* [YOUR OBJECTIVE]: In the records below, find the line containing "Reviewer note: confirm that every instance of the man's hand" and the line containing "Reviewer note: confirm that every instance of the light"; please repeat exactly the lines from one to the other, both included, and nothing more.

Start of GIVEN INFORMATION

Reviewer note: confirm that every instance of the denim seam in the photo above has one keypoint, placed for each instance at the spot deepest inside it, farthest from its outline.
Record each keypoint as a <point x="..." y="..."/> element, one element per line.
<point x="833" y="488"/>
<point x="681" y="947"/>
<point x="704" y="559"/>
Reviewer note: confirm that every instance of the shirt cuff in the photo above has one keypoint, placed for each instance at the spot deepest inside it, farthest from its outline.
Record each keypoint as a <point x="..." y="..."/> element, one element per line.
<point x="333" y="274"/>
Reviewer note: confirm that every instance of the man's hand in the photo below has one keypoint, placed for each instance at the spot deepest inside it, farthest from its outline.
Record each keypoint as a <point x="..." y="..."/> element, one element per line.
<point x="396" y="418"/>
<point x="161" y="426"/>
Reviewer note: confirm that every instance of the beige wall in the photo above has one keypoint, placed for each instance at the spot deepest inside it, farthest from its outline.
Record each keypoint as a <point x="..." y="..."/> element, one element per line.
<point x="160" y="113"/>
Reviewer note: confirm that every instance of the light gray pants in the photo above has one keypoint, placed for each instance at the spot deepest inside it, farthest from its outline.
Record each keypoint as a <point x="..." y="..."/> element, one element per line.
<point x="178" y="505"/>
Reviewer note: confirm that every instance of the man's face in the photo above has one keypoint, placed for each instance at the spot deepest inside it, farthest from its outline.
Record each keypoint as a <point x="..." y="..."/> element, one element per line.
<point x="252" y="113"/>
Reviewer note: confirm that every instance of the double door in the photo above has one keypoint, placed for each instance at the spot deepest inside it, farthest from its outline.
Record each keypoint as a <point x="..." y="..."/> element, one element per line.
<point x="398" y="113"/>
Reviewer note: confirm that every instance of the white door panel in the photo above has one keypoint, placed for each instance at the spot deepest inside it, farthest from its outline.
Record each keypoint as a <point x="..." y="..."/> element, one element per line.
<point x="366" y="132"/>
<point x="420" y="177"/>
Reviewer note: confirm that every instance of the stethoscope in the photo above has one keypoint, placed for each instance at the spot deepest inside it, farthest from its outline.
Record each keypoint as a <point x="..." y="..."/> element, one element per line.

End of GIVEN INFORMATION

* [TASK RESULT]:
Reviewer note: confirm that every instance of the man's hand in the photo below has one keypoint, placed for each instance at the spot deepest inside it, farthest from its outline.
Record each keypoint as a <point x="..." y="..."/> element, one element per line.
<point x="396" y="418"/>
<point x="161" y="426"/>
Reviewer note: confirm that every instance of the beige wall in the photo above has one keypoint, placed for each instance at the spot deepest inside it, farthest from its outline.
Record each keypoint as a <point x="..." y="..."/> element, one element per line.
<point x="160" y="113"/>
Reviewer note: confirm that every instance of the light gray pants in the photo above has one keypoint, placed for each instance at the spot deepest inside it, farthest from its outline.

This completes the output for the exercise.